[Start of Attachment]

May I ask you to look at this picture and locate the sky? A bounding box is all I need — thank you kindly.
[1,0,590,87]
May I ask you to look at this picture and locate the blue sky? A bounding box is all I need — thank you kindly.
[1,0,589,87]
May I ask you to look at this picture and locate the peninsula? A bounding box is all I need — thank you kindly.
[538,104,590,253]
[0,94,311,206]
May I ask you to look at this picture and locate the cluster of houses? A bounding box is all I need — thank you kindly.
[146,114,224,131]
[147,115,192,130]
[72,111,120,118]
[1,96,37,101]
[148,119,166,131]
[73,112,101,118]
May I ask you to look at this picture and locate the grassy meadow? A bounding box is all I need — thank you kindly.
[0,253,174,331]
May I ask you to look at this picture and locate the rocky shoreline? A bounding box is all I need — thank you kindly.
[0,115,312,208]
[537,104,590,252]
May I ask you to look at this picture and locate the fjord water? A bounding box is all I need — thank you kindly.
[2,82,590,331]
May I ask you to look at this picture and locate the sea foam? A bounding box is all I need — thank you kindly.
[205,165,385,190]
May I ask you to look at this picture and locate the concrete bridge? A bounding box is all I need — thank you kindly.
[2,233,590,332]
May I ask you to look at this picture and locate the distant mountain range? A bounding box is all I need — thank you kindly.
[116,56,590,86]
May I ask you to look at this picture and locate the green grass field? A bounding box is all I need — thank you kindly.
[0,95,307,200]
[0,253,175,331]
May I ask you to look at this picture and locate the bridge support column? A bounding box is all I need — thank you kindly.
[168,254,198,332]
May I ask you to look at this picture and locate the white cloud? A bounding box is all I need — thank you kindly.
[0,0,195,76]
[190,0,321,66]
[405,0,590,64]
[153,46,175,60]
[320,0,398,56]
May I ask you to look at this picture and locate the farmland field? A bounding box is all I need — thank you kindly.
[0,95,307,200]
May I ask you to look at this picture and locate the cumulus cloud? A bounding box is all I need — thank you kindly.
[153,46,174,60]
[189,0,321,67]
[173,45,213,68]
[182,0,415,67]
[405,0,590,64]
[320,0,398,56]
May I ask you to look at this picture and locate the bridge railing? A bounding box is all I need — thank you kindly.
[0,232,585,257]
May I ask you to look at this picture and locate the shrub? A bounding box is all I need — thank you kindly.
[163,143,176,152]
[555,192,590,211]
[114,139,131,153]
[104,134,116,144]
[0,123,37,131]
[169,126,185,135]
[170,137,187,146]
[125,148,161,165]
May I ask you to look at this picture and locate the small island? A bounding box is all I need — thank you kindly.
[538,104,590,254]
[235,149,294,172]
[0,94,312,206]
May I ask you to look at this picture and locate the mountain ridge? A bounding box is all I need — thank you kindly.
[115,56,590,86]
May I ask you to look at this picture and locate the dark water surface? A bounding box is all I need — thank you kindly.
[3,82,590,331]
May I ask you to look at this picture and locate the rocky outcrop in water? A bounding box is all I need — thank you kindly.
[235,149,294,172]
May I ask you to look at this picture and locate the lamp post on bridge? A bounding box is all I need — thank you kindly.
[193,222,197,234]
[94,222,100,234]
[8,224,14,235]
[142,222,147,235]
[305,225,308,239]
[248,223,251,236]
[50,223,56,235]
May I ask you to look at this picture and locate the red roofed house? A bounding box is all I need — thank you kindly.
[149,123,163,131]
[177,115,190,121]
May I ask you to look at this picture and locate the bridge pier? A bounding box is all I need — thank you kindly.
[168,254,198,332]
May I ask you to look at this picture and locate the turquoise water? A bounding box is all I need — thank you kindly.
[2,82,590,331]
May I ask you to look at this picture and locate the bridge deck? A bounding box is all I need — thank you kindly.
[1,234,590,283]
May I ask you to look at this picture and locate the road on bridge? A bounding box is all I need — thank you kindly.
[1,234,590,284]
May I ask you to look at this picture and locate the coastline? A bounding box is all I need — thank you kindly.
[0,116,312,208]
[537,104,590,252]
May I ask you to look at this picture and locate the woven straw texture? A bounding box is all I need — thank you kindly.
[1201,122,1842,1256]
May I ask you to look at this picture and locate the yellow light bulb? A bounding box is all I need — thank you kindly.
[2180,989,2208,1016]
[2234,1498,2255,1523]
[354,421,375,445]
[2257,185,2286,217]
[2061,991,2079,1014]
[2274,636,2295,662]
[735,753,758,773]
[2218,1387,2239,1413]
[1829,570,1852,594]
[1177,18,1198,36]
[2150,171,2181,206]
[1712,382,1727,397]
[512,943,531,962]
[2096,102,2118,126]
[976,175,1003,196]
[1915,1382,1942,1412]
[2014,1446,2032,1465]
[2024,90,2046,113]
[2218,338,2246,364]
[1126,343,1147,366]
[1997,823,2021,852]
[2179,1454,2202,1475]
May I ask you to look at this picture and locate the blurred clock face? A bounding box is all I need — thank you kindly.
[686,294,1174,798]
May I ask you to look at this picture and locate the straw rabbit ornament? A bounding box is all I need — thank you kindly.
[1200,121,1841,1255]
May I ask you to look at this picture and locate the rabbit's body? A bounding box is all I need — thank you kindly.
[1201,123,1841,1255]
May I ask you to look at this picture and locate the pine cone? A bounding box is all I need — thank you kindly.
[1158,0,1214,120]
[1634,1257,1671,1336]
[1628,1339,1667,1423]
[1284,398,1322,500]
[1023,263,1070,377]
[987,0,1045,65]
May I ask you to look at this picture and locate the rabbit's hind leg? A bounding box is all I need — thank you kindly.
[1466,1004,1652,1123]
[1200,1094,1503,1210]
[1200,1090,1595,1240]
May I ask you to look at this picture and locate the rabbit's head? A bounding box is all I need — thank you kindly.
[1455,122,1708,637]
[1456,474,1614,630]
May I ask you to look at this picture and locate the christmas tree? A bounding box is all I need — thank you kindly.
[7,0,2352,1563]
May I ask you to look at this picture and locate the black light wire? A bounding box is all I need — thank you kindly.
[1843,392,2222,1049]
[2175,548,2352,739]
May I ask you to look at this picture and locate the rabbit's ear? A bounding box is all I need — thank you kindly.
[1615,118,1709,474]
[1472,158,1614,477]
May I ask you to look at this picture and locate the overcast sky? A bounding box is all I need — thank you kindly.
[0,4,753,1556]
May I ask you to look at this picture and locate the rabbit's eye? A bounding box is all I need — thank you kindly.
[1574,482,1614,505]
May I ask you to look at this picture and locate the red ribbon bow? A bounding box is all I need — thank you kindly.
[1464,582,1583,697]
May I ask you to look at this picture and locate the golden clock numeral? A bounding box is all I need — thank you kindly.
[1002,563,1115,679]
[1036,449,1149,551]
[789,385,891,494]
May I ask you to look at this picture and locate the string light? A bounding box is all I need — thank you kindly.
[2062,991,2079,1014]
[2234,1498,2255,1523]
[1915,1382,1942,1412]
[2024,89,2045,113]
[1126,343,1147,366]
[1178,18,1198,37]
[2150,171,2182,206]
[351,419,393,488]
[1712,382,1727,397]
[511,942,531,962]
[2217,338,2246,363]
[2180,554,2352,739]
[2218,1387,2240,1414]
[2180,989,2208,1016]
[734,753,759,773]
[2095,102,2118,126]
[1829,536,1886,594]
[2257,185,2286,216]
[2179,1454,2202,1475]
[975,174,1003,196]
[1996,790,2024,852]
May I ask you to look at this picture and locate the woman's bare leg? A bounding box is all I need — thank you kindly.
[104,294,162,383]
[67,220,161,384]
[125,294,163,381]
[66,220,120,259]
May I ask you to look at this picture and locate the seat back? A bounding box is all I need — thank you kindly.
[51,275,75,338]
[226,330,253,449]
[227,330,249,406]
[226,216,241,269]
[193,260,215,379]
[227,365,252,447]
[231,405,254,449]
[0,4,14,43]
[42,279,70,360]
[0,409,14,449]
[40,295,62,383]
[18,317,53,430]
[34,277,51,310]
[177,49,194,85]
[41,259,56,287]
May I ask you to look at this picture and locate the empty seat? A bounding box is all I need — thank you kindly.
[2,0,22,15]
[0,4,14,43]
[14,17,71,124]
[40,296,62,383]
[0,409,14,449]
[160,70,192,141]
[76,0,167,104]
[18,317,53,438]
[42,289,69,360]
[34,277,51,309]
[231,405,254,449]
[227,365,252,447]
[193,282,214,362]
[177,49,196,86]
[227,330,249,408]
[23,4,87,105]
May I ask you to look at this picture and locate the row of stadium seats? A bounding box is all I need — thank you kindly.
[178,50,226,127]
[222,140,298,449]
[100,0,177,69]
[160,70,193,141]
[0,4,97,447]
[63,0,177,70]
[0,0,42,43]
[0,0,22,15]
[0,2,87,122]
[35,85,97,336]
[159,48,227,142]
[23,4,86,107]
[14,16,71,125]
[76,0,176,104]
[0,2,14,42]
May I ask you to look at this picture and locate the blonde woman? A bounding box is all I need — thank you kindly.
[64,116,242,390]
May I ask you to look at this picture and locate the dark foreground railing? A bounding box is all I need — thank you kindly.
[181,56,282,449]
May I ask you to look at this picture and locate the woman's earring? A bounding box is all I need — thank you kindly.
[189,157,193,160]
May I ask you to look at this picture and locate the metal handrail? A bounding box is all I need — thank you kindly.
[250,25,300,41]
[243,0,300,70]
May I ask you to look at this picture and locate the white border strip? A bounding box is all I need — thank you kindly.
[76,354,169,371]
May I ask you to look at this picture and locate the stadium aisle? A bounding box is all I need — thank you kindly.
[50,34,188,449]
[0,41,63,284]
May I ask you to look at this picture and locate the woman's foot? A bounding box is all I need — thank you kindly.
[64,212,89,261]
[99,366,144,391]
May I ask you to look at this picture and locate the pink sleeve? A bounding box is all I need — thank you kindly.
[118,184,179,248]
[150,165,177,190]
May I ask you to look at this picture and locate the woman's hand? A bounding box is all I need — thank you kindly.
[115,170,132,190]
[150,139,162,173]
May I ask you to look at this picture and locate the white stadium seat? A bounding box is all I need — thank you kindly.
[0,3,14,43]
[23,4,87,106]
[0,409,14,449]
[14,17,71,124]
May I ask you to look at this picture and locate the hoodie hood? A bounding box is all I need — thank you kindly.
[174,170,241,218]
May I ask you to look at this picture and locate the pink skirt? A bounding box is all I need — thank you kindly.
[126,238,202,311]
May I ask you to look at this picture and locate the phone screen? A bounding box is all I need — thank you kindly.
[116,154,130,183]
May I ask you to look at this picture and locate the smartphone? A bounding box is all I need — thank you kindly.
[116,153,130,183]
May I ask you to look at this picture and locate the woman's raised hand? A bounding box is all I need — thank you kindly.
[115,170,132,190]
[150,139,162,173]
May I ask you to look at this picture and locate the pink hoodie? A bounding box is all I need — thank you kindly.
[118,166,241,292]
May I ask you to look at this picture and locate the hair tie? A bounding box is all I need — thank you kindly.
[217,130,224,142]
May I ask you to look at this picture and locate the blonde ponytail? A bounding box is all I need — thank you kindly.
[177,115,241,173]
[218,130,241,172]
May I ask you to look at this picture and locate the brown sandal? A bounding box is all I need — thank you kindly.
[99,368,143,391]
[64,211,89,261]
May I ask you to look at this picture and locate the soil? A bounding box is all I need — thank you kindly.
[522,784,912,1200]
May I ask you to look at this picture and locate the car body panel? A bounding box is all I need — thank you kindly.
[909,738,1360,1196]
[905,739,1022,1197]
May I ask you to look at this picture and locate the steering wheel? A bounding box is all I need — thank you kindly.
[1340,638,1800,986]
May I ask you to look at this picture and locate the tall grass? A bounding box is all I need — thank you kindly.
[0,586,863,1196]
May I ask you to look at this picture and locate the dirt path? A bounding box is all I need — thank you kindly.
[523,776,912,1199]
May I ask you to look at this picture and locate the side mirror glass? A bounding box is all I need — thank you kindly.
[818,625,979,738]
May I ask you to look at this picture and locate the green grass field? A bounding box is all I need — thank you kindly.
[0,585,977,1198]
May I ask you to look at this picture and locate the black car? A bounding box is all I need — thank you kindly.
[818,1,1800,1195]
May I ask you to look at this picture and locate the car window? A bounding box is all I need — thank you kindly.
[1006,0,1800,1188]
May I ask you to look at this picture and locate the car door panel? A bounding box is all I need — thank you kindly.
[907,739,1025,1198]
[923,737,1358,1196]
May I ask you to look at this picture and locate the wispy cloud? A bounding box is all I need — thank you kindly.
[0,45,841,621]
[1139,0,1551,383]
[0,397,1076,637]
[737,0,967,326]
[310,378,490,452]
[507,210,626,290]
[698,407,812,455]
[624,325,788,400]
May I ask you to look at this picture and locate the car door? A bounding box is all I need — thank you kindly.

[End of Attachment]

### What to do
Search the data for "locate the steering". Beginning with that line, set down every line through the last exactly.

### Answer section
May I ask you to look at this picture and locate the steering wheel? A bounding box is all I need — thank you kindly.
[1340,638,1800,986]
May I ask you to look at this picture and locate the tall grass? A bounding box is all I need — thank you kindly.
[0,586,863,1196]
May I ask you to look at this picture and locate the dirt path? A bounding box is all I need — thank you kindly.
[523,776,912,1199]
May I ask you to look at this picture and locate the side mirror glass? A bounding box is all I need — thank you kindly.
[818,625,979,738]
May I ask you to look at this picture and locate the green grass field? A bounding box is all I need — thank you kindly.
[0,585,977,1198]
May I ask you to look at this picture and locate the black car? A bounding box is all I need — thank you kindly.
[818,1,1800,1195]
May I ask you to look at this picture and locate the car window? A bounding box is all I need — thank you kindly.
[1006,0,1800,1188]
May I ask you to look at this picture and locate the car door panel? A bounding box is all I need — thank you kindly.
[907,739,1025,1198]
[923,737,1358,1196]
May I ask you to look at this picture and locate the wispy cloud? A bounding box is all I need — thank you kindly.
[0,45,841,621]
[1139,0,1551,383]
[0,397,1076,637]
[737,0,967,326]
[310,378,490,452]
[507,210,626,290]
[698,407,812,455]
[624,325,788,400]
May I ask you to look at this picture and locate the car door? A bounding box is all I need — thank you kindly.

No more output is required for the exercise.